EXERCISE ->
Write out verbatim the part of the passage on Hrushevsky and the Ukrainian struggle for independence, starting with "Map of Ukraine, showing the country'" and going on through "War I, 1918.".

DOCUMENT SECTION ->
◆ ◆ ◆ ◆ ◆

Ukrainian People's Republic propaganda postcard
A postcard from the Ukrainian War of Independence (1917-1921) shows Ukrainian volunteers prepared to challenge the double-headed eagle of the Tsarist autocracy.

The unraveling of Tsarist power during the February Revolution, the first stage of the Russian Revolution in 1917, opened new possibilities. The Tsentralna Rada (Ukrainian Central Council) in Kyiv, the All-Ukrainian council (soviet) of the Ukrainian People’s Republic, elected Hrushevsky as chairperson. Under his direction, this body soon became the revolutionary parliament of Ukraine. Hrushevsky joined the newly formed Ukrainian Party of Socialist Revolutionaries, the majority party.  In June 1917, the Ukrainian People’s Republic declared its autonomy and was recognized by the Prime Minister of the Russian Provisional government, Alexander Kerensky. In January 1918, after the Bolsheviks took control in Russia, the Rada proclaimed Ukraine an independent and sovereign state. Three weeks later, the New York Times published excerpts from Hrushevsky’s “Ukraine’s Struggle for Self-Government” and introduced him as “one of the new republic’s most eminent men.” As a radical democrat Hrushevsky successfully opposed a Bolshevik takeover and in April 1918 he was elected president, after the Rada adopted a Ukrainian constitution. But Hrushevsky was soon overthrown in a coup d’état by conservative power brokers. The Ukrainian Bolsheviks decamped for Kharkiv, Ukraine’s second-largest city, and established a rival government there, the Ukrainian Soviet Republic, aided by the bayonets of the Red Army. In the end, the Ukrainian War of Independence (1917-1921) ended disastrously for Ukrainians, their country was divided by Poland and the new Bolshevik regime.

Map of Ukraine, showing the country' proposed borders. Prpared for the Paris Peace Conference at the end of World War I

Map of Ukraine, showing the country’ proposed borders. Prepared for the Paris Peace Conference at the end of World War I, 1918.

The Ukrainian Soviet Socialist Republic, also known as Soviet Ukraine, was one of the constituent republics of the Soviet Union. In 1923, its All-Ukrainian Academy of Sciences elected Hrushevsky as full member and he returned to Kyiv. He held the chair of Modern Ukrainian History and edited the journal Ukraïna from 1924 to 1930, the official publication of the historical section of the All-Ukrainian Academy of Sciences. By 1929, with the power of Stalinist operatives on the rise, attacks on Hrushevsky increased, for not adopting official Soviet Marxist interpretations. He was arrested in March 1931, subjected to constant surveillance, and forced to live in Moscow. Like many other Ukrainian intellectuals, most of his students and co-workers were arrested and repressed. Many subsequently died, murdered by the Stalinist regime.  Hrushevsky himself died in suspicious circumstances, after what should have been minor surgery, in 1934.

◆ ◆ ◆ ◆ ◆

Stored data entries:
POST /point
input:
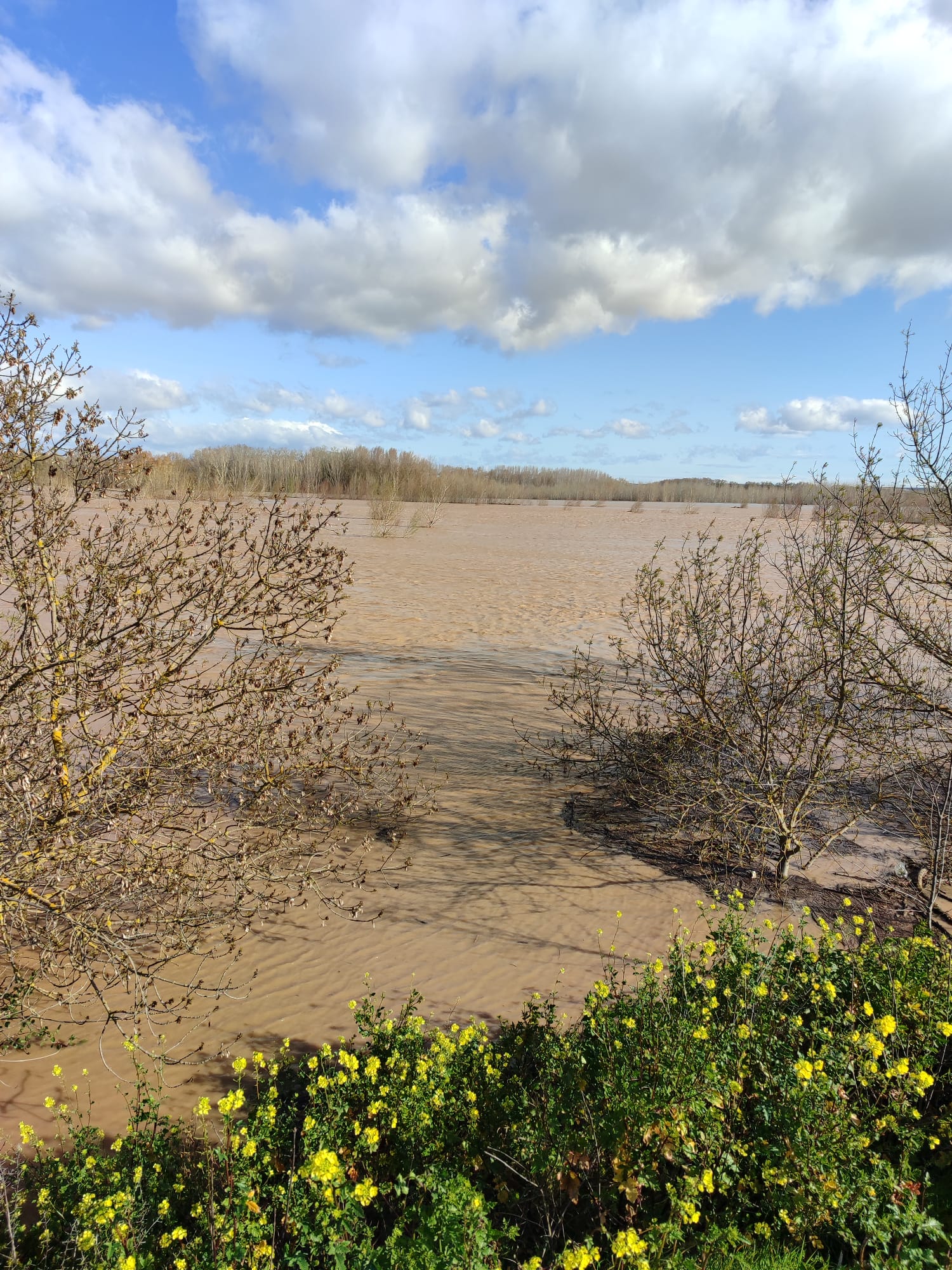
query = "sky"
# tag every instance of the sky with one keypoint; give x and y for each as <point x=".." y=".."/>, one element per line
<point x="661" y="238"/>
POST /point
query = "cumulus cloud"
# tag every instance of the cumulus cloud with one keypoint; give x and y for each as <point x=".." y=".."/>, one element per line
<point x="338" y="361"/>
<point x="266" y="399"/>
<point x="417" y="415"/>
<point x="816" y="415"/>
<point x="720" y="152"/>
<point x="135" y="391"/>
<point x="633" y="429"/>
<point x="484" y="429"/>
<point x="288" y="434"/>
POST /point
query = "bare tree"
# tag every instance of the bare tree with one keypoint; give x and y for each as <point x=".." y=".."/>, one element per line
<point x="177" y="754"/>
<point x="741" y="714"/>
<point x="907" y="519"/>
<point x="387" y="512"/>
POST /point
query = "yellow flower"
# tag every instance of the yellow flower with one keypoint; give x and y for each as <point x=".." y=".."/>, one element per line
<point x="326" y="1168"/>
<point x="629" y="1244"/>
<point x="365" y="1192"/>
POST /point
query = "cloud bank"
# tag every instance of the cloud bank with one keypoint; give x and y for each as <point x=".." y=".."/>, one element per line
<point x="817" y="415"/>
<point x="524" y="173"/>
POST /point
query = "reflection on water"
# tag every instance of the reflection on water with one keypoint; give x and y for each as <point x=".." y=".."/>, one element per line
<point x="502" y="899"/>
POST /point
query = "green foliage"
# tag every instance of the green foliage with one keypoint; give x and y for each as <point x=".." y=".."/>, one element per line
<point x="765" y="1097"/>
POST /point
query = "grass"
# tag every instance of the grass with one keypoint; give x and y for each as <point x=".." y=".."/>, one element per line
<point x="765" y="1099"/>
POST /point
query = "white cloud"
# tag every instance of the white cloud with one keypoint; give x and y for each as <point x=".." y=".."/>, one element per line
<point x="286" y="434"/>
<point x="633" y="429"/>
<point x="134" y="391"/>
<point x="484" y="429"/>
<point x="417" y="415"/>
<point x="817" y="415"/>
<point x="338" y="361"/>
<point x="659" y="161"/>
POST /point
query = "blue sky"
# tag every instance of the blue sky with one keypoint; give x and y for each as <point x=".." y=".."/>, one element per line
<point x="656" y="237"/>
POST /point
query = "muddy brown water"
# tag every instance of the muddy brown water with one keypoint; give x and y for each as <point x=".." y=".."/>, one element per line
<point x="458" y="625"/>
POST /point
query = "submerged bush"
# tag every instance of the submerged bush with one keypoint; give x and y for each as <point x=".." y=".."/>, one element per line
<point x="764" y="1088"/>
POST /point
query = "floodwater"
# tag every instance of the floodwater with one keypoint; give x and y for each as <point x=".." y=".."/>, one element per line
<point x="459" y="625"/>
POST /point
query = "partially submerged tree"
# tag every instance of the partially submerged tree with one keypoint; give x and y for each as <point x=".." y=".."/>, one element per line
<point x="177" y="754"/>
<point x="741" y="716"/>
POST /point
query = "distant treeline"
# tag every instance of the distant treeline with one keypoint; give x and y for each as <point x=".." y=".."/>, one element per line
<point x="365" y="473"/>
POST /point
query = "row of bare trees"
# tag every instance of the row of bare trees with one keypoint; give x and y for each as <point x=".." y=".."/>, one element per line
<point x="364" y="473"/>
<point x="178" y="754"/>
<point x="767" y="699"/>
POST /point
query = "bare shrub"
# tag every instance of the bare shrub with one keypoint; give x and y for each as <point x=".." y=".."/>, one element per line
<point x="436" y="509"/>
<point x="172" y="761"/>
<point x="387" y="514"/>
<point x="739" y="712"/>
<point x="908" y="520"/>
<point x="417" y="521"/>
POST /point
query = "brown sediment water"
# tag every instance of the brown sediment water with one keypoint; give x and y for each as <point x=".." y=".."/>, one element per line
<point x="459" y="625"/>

◆ ◆ ◆ ◆ ◆

ANSWER TO THIS EXERCISE ->
Map of Ukraine, showing the country' proposed borders. Prpared for the Paris Peace Conference at the end of World War I

Map of Ukraine, showing the country’ proposed borders. Prepared for the Paris Peace Conference at the end of World War I, 1918.